··· Given passage

As though to complete the circle and reinforce this ethic of good-soldierly dominance, Trump lost no time endorsing the Buffalo officers’ mass resignation, tweeting a completely unsubstantiated theory that Gugino “could be an ANTIFA provocateur.” (This is not an accusation to be taken lightly; in declaring those associated with antifa as terrorists, Trump potentially subjects them not only to oversight by police but also to much-harder-to-trace surveillance and interference by the FBI, CIA, and other spy agencies.) The president’s tweet concluded, “I watched, he fell harder than was pushed. Was aiming scanner. Could be a set up?” Although the FBI and the Department of Justice have, to date, announced no arrests of protesters linked to antifa ideology or groups, Attorney General William Barr suggested on Fox News that the lack of cases “does not mean they haven’t been involved in the violence.” The eloquently compressed response from Gugino’s attorney noted that the injured man “has been a longtime peaceful protester, human rights advocate and overall fan of the US Constitution.” Even Republican Senator Susan Collins stated, “I think it would be best if the president did not comment on issues that are before the courts.”

······
··· Data extracts

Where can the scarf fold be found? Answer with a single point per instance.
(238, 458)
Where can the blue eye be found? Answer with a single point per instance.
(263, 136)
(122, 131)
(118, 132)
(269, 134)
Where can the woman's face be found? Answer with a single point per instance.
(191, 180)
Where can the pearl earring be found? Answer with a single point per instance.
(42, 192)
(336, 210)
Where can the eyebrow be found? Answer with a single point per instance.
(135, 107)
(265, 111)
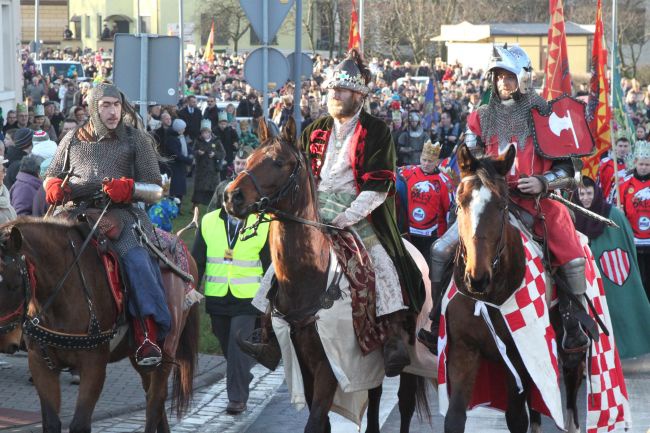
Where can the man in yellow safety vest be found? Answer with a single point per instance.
(231, 271)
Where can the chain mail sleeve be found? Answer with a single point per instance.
(146, 160)
(58, 161)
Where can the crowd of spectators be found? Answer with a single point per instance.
(217, 92)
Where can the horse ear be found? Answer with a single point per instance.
(289, 131)
(504, 164)
(466, 161)
(15, 241)
(263, 130)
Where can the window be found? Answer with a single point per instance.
(256, 41)
(6, 51)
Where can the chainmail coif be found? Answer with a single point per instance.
(505, 121)
(96, 93)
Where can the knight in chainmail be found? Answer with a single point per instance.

······

> [Exercise]: In the passage about Trump's tweet on Gugino, what did Republican Senator Susan Collins say would be best?

> [Worked solution]: She said it would be best if the president did not comment on issues that are before the courts.